§ **演習用資料**
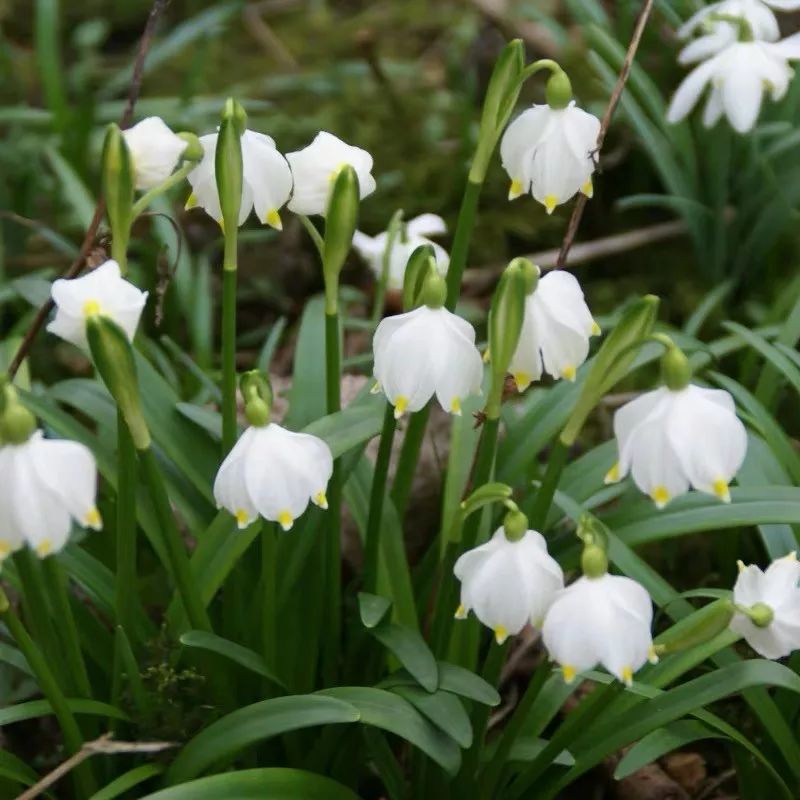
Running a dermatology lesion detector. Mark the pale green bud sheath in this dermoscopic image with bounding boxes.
[322,164,359,314]
[214,98,247,457]
[102,123,134,275]
[484,258,533,419]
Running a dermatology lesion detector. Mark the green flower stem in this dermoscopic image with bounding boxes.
[323,312,342,682]
[363,403,397,594]
[132,161,197,219]
[0,589,97,797]
[42,556,92,698]
[528,438,569,531]
[139,447,211,631]
[114,411,138,642]
[480,659,552,800]
[445,178,483,311]
[222,256,237,458]
[261,522,278,672]
[433,419,500,658]
[504,682,624,800]
[392,403,431,520]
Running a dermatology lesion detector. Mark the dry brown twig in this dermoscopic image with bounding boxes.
[16,733,177,800]
[8,0,171,380]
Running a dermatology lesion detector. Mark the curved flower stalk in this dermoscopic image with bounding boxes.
[372,268,483,419]
[542,544,658,686]
[186,130,292,230]
[47,260,147,349]
[353,214,450,289]
[453,512,564,644]
[500,95,600,214]
[122,117,189,189]
[286,131,375,216]
[730,553,800,659]
[678,0,780,64]
[667,34,800,133]
[214,373,333,531]
[509,267,600,392]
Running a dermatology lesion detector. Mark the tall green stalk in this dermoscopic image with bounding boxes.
[222,244,238,458]
[0,590,97,797]
[363,403,397,593]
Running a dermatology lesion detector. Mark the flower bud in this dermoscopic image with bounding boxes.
[655,598,734,656]
[214,98,247,235]
[561,295,659,445]
[503,509,528,542]
[86,314,150,450]
[545,69,572,109]
[0,386,36,444]
[322,164,359,314]
[581,544,608,578]
[485,258,529,419]
[403,244,436,311]
[102,123,135,272]
[469,39,525,183]
[178,131,204,161]
[661,345,692,392]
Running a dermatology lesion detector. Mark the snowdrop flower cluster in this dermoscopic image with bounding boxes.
[606,384,747,508]
[667,0,800,133]
[730,553,800,659]
[214,422,333,531]
[122,117,188,189]
[500,102,600,214]
[186,130,292,230]
[353,214,450,289]
[47,261,147,349]
[454,520,564,644]
[372,276,483,419]
[0,431,103,560]
[509,270,600,392]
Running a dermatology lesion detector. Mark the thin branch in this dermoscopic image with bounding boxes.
[556,0,654,269]
[17,733,177,800]
[8,0,171,380]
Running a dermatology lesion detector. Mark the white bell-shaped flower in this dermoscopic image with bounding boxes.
[0,431,102,559]
[214,423,333,531]
[678,0,780,64]
[372,306,483,419]
[730,553,800,658]
[667,34,800,133]
[186,130,292,230]
[47,261,147,349]
[606,384,747,508]
[509,270,600,392]
[286,131,375,216]
[453,527,564,644]
[122,117,188,189]
[542,573,658,686]
[353,214,450,289]
[500,102,600,214]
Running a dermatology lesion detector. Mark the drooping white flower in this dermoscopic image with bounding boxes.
[500,102,600,214]
[667,34,800,133]
[542,573,658,686]
[509,270,600,392]
[730,553,800,659]
[353,214,450,289]
[372,306,483,419]
[453,527,564,644]
[122,117,188,189]
[186,130,292,230]
[47,261,147,348]
[214,423,333,531]
[286,131,375,215]
[606,384,747,508]
[0,431,102,560]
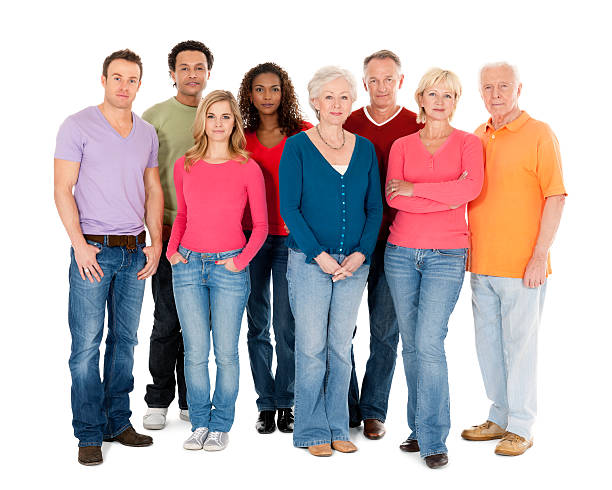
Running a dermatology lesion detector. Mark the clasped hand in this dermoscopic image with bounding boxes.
[315,252,365,282]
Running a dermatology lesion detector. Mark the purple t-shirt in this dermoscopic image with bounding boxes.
[55,106,158,235]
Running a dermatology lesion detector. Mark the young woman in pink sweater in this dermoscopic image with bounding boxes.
[167,90,268,451]
[385,68,483,468]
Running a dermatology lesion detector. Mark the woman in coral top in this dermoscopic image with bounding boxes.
[385,68,483,468]
[167,90,268,451]
[238,63,312,434]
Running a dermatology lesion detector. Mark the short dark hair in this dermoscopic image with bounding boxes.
[363,49,402,73]
[168,41,215,71]
[102,49,142,80]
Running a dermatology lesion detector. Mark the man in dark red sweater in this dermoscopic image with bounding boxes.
[344,50,422,439]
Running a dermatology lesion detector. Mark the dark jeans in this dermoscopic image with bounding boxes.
[145,242,187,410]
[348,240,399,423]
[245,231,295,411]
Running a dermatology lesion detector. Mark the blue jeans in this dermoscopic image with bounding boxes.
[245,232,295,412]
[68,241,146,446]
[287,249,369,447]
[385,243,467,457]
[471,274,546,439]
[348,241,399,423]
[172,246,250,432]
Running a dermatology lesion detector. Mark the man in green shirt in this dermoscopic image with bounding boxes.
[142,41,214,429]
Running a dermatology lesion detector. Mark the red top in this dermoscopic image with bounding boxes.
[385,129,484,249]
[344,107,423,240]
[242,121,312,236]
[166,156,268,269]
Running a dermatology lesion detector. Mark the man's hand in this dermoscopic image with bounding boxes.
[72,242,104,282]
[137,245,162,281]
[523,254,548,288]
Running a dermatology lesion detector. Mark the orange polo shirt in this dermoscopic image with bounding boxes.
[468,111,566,278]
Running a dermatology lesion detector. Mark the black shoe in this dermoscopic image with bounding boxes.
[425,453,448,469]
[255,410,276,434]
[277,408,293,434]
[400,438,421,453]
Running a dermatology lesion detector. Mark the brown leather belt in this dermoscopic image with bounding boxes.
[83,231,147,250]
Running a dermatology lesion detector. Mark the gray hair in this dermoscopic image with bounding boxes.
[478,61,521,86]
[308,66,357,119]
[363,49,402,75]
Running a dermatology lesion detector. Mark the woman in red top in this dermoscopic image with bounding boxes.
[238,63,312,434]
[171,90,268,451]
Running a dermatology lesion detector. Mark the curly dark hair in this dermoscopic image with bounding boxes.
[168,41,215,71]
[238,62,304,136]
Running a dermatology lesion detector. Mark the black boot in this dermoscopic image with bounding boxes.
[255,410,276,434]
[278,408,293,433]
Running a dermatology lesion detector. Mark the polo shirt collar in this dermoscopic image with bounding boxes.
[486,111,531,133]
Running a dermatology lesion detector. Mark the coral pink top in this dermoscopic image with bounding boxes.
[386,129,484,249]
[166,156,268,269]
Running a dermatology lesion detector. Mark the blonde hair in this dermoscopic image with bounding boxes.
[185,90,249,172]
[414,68,461,123]
[308,66,357,119]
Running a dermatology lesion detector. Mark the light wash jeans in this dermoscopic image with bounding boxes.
[287,249,369,447]
[68,240,146,446]
[172,246,250,432]
[385,247,467,458]
[245,231,295,412]
[471,274,546,439]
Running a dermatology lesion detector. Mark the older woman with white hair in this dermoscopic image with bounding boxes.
[279,67,382,456]
[385,68,483,468]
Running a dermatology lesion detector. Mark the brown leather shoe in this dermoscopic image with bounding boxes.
[425,453,448,469]
[332,441,357,453]
[400,439,421,453]
[308,443,332,456]
[461,420,506,441]
[79,446,102,466]
[363,419,386,440]
[104,427,153,447]
[495,432,533,456]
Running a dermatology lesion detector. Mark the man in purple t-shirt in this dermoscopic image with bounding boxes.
[55,49,163,465]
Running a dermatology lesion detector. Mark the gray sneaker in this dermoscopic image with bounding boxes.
[202,431,229,451]
[183,427,208,450]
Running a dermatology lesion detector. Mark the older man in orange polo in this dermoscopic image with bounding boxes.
[461,63,566,456]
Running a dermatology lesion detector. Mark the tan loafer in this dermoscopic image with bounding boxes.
[308,443,332,456]
[332,441,357,453]
[461,420,506,441]
[495,432,533,456]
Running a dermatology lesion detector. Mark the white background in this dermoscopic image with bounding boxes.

§ **出題**
上の行のうち、文字列「stalk」を含む行の数を数え、その数だけを答えてください。

§ **本問の結果**
2